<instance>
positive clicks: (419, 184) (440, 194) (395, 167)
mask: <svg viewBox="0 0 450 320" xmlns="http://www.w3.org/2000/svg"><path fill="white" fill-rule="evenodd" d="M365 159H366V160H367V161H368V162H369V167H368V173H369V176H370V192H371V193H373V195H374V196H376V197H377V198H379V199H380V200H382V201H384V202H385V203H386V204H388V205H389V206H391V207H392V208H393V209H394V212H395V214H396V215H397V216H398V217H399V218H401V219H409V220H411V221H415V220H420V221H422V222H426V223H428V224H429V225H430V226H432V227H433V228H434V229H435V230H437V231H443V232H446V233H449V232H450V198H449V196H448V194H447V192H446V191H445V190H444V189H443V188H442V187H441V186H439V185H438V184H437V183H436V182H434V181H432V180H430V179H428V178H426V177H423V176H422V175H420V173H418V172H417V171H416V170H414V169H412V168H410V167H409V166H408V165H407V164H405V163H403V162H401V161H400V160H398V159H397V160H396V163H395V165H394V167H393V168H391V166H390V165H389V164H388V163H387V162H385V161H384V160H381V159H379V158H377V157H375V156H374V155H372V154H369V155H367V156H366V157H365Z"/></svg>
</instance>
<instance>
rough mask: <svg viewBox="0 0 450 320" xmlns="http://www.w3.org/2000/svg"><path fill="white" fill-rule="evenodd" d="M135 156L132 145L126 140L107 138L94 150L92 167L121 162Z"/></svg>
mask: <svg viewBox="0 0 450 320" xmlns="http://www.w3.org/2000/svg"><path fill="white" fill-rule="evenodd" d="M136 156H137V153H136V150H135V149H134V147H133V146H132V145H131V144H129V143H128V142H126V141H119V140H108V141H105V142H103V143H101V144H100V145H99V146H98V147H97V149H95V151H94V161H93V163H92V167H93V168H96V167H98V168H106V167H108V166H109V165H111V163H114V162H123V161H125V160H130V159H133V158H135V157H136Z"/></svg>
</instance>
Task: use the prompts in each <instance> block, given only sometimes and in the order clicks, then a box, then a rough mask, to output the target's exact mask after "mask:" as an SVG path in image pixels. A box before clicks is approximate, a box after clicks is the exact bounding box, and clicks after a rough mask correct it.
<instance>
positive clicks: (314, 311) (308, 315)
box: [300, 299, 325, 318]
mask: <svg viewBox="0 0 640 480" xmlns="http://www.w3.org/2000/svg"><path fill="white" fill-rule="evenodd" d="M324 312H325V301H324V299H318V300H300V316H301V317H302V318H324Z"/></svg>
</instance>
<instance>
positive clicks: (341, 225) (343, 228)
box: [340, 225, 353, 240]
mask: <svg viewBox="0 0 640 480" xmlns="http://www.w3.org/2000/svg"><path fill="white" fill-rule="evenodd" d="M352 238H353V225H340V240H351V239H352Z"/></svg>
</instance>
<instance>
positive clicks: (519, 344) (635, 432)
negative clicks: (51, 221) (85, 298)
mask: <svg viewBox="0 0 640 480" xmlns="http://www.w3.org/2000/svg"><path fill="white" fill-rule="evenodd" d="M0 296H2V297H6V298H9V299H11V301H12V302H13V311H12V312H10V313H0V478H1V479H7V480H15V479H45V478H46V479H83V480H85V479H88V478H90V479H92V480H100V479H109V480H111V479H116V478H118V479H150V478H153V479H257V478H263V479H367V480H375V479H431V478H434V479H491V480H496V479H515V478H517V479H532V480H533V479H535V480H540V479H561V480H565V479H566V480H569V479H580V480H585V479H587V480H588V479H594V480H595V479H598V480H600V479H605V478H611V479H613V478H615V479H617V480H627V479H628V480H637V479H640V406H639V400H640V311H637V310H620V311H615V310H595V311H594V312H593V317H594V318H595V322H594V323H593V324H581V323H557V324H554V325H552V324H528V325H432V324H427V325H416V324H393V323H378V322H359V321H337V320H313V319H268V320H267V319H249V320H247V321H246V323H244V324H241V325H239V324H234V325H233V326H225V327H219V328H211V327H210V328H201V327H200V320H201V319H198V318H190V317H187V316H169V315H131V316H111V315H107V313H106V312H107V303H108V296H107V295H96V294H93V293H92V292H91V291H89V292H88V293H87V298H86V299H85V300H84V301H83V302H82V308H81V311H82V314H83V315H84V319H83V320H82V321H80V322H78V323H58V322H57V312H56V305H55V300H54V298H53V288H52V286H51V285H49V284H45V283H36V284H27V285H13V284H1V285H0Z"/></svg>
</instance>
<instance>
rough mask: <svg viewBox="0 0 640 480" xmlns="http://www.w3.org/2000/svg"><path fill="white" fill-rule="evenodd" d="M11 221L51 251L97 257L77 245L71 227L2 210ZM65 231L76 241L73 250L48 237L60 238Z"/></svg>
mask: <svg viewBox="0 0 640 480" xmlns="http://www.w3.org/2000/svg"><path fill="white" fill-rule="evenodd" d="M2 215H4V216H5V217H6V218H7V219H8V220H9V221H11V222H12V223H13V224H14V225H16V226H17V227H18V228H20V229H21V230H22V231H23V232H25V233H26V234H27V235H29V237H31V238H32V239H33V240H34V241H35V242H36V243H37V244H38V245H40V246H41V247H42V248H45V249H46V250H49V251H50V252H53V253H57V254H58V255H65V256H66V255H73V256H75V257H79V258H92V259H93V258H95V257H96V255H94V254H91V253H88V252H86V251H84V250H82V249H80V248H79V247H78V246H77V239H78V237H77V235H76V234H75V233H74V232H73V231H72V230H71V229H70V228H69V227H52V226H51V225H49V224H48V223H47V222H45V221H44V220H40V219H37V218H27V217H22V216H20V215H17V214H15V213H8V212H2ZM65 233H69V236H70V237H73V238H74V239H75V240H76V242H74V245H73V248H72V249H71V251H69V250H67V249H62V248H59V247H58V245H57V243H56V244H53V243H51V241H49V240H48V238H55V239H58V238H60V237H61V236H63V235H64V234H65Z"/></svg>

**Problem description**
Could you reproduce every one of the rows above without changing a single character?

**Task response**
<instance>
positive clicks: (419, 184) (440, 194) (395, 167)
mask: <svg viewBox="0 0 450 320" xmlns="http://www.w3.org/2000/svg"><path fill="white" fill-rule="evenodd" d="M365 159H366V160H367V161H368V162H369V167H368V173H369V176H370V192H371V193H373V195H374V196H376V197H377V198H379V199H380V200H382V201H384V202H385V203H386V204H388V205H389V206H391V207H392V208H393V209H394V212H395V214H396V215H397V216H398V217H399V218H401V219H409V220H411V221H415V220H420V221H422V222H426V223H428V224H429V225H430V226H432V227H433V228H434V229H435V230H437V231H443V232H446V233H449V232H450V198H449V196H448V194H447V192H446V191H445V190H444V189H443V188H442V187H441V186H439V185H438V184H437V183H436V182H434V181H432V180H430V179H428V178H426V177H423V176H422V175H420V173H418V172H417V171H416V170H414V169H412V168H410V167H409V166H408V165H407V164H405V163H403V162H401V161H400V160H398V159H397V160H396V163H395V165H394V167H393V168H391V166H390V165H389V164H388V163H387V162H385V161H384V160H381V159H379V158H377V157H375V156H374V155H372V154H369V155H367V156H366V157H365Z"/></svg>
</instance>
<instance>
rough mask: <svg viewBox="0 0 450 320" xmlns="http://www.w3.org/2000/svg"><path fill="white" fill-rule="evenodd" d="M135 156L132 145L126 140L107 138L94 150L92 167L121 162Z"/></svg>
mask: <svg viewBox="0 0 450 320" xmlns="http://www.w3.org/2000/svg"><path fill="white" fill-rule="evenodd" d="M136 156H137V153H136V150H135V149H134V147H133V146H132V145H131V144H129V143H128V142H126V141H119V140H108V141H105V142H103V143H101V144H100V145H99V146H98V147H97V149H95V151H94V161H93V163H92V167H93V168H96V167H98V168H106V167H108V166H109V165H111V163H114V162H123V161H125V160H130V159H133V158H135V157H136Z"/></svg>
</instance>
Task: use the prompts in each <instance> block, given only sometimes and in the order clicks, then a box, then a rough mask, to output the target's exact mask after "mask:" as an SVG path in image pixels. A box before clicks is approximate, a box after clicks is the exact bounding box, and clicks after a rough mask correct it.
<instance>
positive clicks: (314, 311) (308, 315)
box: [300, 299, 325, 318]
mask: <svg viewBox="0 0 640 480" xmlns="http://www.w3.org/2000/svg"><path fill="white" fill-rule="evenodd" d="M324 312H325V301H324V299H318V300H300V316H301V317H302V318H324Z"/></svg>
</instance>
<instance>
positive clicks: (341, 225) (343, 228)
box: [340, 225, 353, 240]
mask: <svg viewBox="0 0 640 480" xmlns="http://www.w3.org/2000/svg"><path fill="white" fill-rule="evenodd" d="M352 238H353V225H340V240H351V239H352Z"/></svg>
</instance>
<instance>
positive clicks: (519, 344) (635, 432)
negative clicks: (51, 221) (85, 298)
mask: <svg viewBox="0 0 640 480" xmlns="http://www.w3.org/2000/svg"><path fill="white" fill-rule="evenodd" d="M0 296H2V297H6V298H9V299H11V301H12V302H13V311H12V312H10V313H0V478H1V479H7V480H15V479H45V478H46V479H83V480H85V479H88V478H90V479H92V480H100V479H109V480H111V479H116V478H118V479H150V478H153V479H257V478H263V479H367V480H375V479H431V478H434V479H491V480H496V479H515V478H517V479H532V480H533V479H535V480H540V479H561V480H565V479H566V480H569V479H580V480H585V479H587V480H588V479H594V480H595V479H598V480H600V479H605V478H611V479H613V478H615V479H617V480H627V479H628V480H637V479H640V406H639V400H640V311H637V310H620V311H615V310H595V311H594V312H593V317H594V318H595V322H594V323H593V324H581V323H557V324H554V325H552V324H528V325H432V324H427V325H416V324H393V323H378V322H359V321H337V320H313V319H268V320H267V319H249V320H247V321H246V323H244V324H241V325H239V324H234V325H233V326H225V327H219V328H211V327H210V328H201V327H200V320H201V319H198V318H190V317H187V316H169V315H131V316H111V315H107V313H106V312H107V303H108V296H107V295H96V294H93V293H92V292H91V291H89V292H88V293H87V298H86V299H85V300H84V301H83V302H82V308H81V311H82V314H83V315H84V319H83V320H82V321H80V322H78V323H58V322H57V312H56V305H55V300H54V298H53V288H52V286H51V285H49V284H45V283H36V284H27V285H13V284H1V285H0Z"/></svg>
</instance>
<instance>
rough mask: <svg viewBox="0 0 640 480" xmlns="http://www.w3.org/2000/svg"><path fill="white" fill-rule="evenodd" d="M11 221L51 251L97 257L77 245L71 227L2 210ZM65 231L76 241L73 250L48 237L60 238Z"/></svg>
mask: <svg viewBox="0 0 640 480" xmlns="http://www.w3.org/2000/svg"><path fill="white" fill-rule="evenodd" d="M2 215H4V216H5V217H6V218H7V219H8V220H9V221H11V222H12V223H13V224H14V225H16V226H17V227H18V228H20V229H21V230H22V231H23V232H25V233H26V234H27V235H29V237H31V238H32V239H33V240H34V241H35V242H36V243H37V244H38V245H40V246H41V247H42V248H45V249H46V250H49V251H50V252H53V253H57V254H58V255H65V256H66V255H73V256H75V257H79V258H92V259H93V258H95V257H96V255H94V254H91V253H88V252H86V251H84V250H82V249H80V248H79V247H78V246H77V239H78V237H77V235H76V234H75V233H74V232H73V231H72V230H71V229H70V228H69V227H52V226H51V225H49V224H48V223H47V222H45V221H44V220H40V219H37V218H27V217H22V216H20V215H17V214H15V213H8V212H2ZM65 233H69V236H70V237H73V238H74V239H75V240H76V242H74V245H73V248H72V249H71V251H69V250H67V249H62V248H59V247H58V245H57V243H56V244H53V243H51V241H49V240H48V238H55V239H58V238H60V237H61V236H63V235H64V234H65Z"/></svg>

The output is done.